AIM:
Please pull out every line below that contains the string "black" and copy each one in full. Case counts, so match only that exact capitalization.

--- --- ---

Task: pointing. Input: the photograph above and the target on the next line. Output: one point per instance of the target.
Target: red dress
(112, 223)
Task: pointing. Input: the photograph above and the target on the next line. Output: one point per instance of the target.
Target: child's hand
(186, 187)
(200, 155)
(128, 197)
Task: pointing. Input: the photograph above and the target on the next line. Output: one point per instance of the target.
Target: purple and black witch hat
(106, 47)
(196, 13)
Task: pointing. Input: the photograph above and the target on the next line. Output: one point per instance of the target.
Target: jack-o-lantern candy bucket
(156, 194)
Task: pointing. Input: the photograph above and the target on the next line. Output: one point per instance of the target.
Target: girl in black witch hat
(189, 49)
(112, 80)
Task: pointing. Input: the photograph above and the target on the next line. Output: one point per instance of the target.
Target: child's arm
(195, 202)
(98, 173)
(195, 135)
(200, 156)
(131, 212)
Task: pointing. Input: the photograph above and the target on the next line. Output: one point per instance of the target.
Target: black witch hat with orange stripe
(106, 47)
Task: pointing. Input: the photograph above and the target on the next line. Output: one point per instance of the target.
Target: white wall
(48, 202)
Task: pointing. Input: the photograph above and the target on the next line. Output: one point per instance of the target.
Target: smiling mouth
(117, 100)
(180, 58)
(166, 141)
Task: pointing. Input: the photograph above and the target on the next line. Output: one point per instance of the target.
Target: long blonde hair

--- --- ---

CORRECT ANSWER:
Target: purple and black witch hat
Target: girl in black witch hat
Target: black witch hat with orange stripe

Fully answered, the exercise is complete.